## Excerpt
# # # # # # #
Run with -? for options

-------------------------------------------------------------------------------
Test1
-------------------------------------------------------------------------------
test.cpp:15
...............................................................................

test.cpp:15: FAILED:
due to a fatal error condition:
  SIGSEGV - Segmentation violation signal

===============================================================================
test cases: 2 | 1 passed | 1 failed
assertions: 2 | 1 passed | 1 failed

Segmentation fault (core dumped)

So I think it's a problem only with icpx and not with intel/llvm clang++. Can you try with icpx?

jandres742 commented 1 year ago

So the issue is here is that the application is using a signal handler and is using malloc_shared allocations. however, L0 GPU driver, uses a signal handler to handle implicit migrations of shared allocation. This is what is called UMD migration, and is used to implement implicit migrations of shared-allocation on HW w/o page-fault support.
# # # # # # #
## Data rows
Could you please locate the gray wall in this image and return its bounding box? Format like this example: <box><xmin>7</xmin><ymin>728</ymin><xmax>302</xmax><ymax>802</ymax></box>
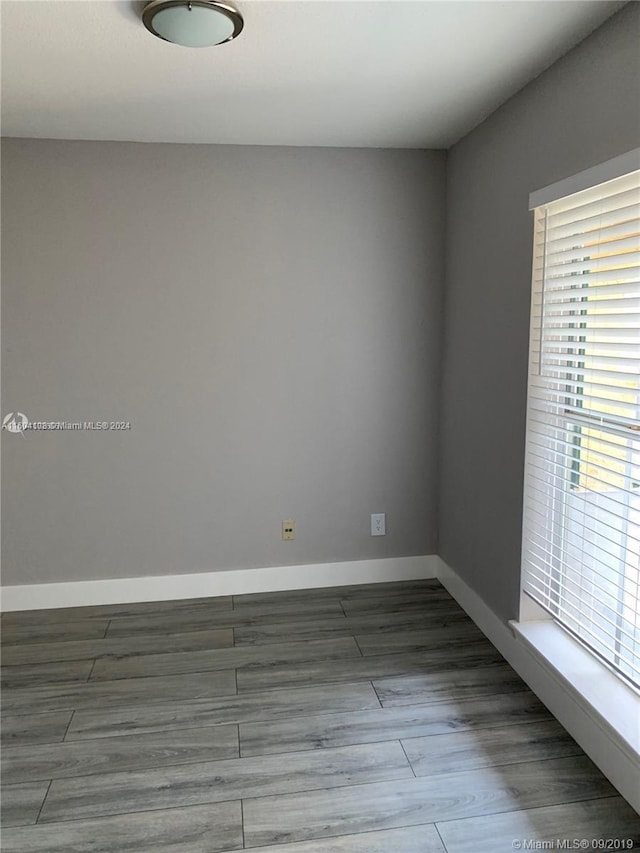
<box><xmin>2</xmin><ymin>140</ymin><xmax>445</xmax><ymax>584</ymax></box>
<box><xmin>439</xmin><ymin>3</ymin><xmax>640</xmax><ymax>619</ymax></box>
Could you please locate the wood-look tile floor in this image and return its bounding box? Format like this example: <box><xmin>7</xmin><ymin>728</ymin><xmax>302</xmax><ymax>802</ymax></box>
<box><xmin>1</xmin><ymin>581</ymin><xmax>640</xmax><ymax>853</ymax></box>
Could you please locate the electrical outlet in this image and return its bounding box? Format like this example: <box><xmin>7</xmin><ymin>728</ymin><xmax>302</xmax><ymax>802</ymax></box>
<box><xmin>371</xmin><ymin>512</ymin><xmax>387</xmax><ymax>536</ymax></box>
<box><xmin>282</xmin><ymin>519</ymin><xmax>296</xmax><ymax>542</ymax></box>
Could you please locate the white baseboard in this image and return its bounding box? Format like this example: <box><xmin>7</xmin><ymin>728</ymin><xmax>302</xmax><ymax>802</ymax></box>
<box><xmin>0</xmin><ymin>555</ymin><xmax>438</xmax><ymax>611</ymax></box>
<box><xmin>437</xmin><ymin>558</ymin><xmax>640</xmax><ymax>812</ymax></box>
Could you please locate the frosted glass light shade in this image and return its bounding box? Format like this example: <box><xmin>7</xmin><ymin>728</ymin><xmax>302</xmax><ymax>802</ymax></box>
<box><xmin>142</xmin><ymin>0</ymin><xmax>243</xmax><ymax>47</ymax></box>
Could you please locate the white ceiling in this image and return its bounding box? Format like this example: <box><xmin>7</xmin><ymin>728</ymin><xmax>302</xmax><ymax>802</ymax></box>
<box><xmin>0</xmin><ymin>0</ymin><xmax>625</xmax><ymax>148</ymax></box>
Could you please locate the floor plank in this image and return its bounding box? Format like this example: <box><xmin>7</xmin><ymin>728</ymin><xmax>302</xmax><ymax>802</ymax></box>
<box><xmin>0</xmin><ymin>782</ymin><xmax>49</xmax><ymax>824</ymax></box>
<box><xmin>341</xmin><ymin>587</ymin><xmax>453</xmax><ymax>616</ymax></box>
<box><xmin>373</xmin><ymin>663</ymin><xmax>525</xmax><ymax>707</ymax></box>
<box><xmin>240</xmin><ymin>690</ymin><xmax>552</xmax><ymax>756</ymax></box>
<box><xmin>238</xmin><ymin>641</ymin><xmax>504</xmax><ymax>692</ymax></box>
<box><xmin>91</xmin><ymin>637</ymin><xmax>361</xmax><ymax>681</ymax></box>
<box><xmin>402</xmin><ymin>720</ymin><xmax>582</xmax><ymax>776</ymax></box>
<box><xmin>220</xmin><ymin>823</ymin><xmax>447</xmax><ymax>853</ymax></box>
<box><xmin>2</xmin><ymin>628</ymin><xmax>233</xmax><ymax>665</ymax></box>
# # # # # # #
## Instruction 1
In the segmentation fault thread, what does the L0 GPU driver use a signal handler for?
## Instruction 2
List every figure reported in the two summary lines of the segmentation fault thread's test output, with what each one counts.
## Instruction 3
Resume the segmentation fault thread from its final sentence.
The records are separate material and have no connection to the segmentation fault thread.

## Task answer 1
It uses a signal handler to handle implicit migrations of shared allocations, which is called UMD migration.

## Task answer 2
- Test cases: 2 total
- Test cases: 1 passed
- Test cases: 1 failed
- Assertions: 2 total
- Assertions: 1 passed
- Assertions: 1 failed

## Task answer 3
Please see this documented in https://www.intel.com/content/www/us/en/developer/articles/release-notes/gdb-release-notes.html

Applications that use unified shared memory (USM) may appear as raising a SIGSEGV when a USM-allocated memory is being accessed. This is a mechanism used by the runtime to trigger memory migration. In such cases, sending the signal back to the application resumes the program. For this, use GDB's signal SIGSEGV command.

So this is expected behavior at the moment.

TApplencourt commented 1 year ago

Ok as crazy as I sound, I confirm your finding! The following code only segfault with malloc_shared and not when using malloc_host or malloc_device.

#include "catch_amalgamated.hpp"
#include <sycl/sycl.hpp>

int foo() {
  sycl::queue Q;
#if defined(HOST)
  auto *b = sycl::malloc_host<int>(1, Q);
#elif defined(DEVICE)
  auto *b = sycl::malloc_device<int>(1, Q);
#else
  auto *b = sycl::malloc_shared<int>(1, Q);
#endif
  Q.single_task([=]() { b[0] = 1; }).wait();

# if defined(DEVICE)
  int b2;
  Q.copy<int>(b, &b2, 1).wait();
  return b2;
#else
  return b[0];
#endif
}

TEST_CASE("Test0") {
  CHECK(foo() == 1);
}

TEST_CASE("Test1") {
  CHECK(foo() == 1);
}

Thanks a lot! I have so many follow-up questions... Why didn't we see the segfault when using clang++ and not icpx? Pure luck? :)

But most importantly, catch2 is the de facto standard testing framework for C++, and many people use USM with the L0 backend on  Intel® Iris® Xe Graphics. I think the current behavior will make a lot of people hum uncomfortable.

It looks like it's not a specific SYCL issue, so I think we can close this ticket. I'll talk with you offline about possible follow-up.

Thanks a lot!

aelovikov-intel commented 1 year ago

Why didn't we see the segfault when using clang++ and not icpx? Pure luck?

I was seeing this issue using clang++ built from this project.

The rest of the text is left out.